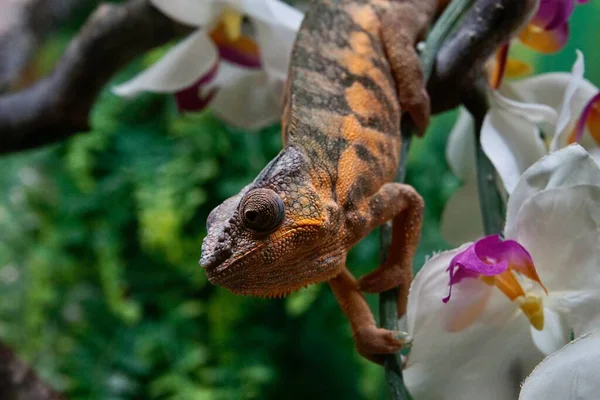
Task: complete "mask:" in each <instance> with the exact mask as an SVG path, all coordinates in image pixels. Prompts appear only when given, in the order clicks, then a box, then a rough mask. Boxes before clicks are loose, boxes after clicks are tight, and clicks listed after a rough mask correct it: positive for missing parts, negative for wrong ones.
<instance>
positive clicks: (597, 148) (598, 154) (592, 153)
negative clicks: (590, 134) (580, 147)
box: [589, 147, 600, 165]
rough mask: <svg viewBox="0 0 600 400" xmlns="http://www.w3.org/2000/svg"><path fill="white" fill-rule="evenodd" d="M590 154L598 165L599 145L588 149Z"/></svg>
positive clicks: (599, 154) (599, 151) (599, 152)
mask: <svg viewBox="0 0 600 400" xmlns="http://www.w3.org/2000/svg"><path fill="white" fill-rule="evenodd" d="M589 153H590V156H592V158H593V159H594V161H595V162H596V164H598V165H600V147H597V148H595V149H590V150H589Z"/></svg>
□ □ □
* [Task statement]: Print every line above word for word, leaving out the pictures.

* [Response area]:
Task: complete "mask:" in each <instance> with the exact mask as an SVG path, all coordinates in image pixels. Prompts appear only when given, in the order clicks, then a box, then a rough mask. Boxes before clicks are loose, boxes after clicks are tight, and clicks listed after a rough mask correct it: positive for missing parts, negative for wrong ones.
<instance>
positive clicks: (597, 148) (598, 154) (592, 153)
negative clicks: (590, 134) (580, 147)
box: [589, 147, 600, 165]
rough mask: <svg viewBox="0 0 600 400" xmlns="http://www.w3.org/2000/svg"><path fill="white" fill-rule="evenodd" d="M590 154L598 165L599 145L588 149Z"/></svg>
positive clicks: (599, 154) (599, 151) (599, 152)
mask: <svg viewBox="0 0 600 400" xmlns="http://www.w3.org/2000/svg"><path fill="white" fill-rule="evenodd" d="M589 153H590V156H592V158H593V159H594V161H595V162H596V164H598V165H600V147H597V148H595V149H590V150H589Z"/></svg>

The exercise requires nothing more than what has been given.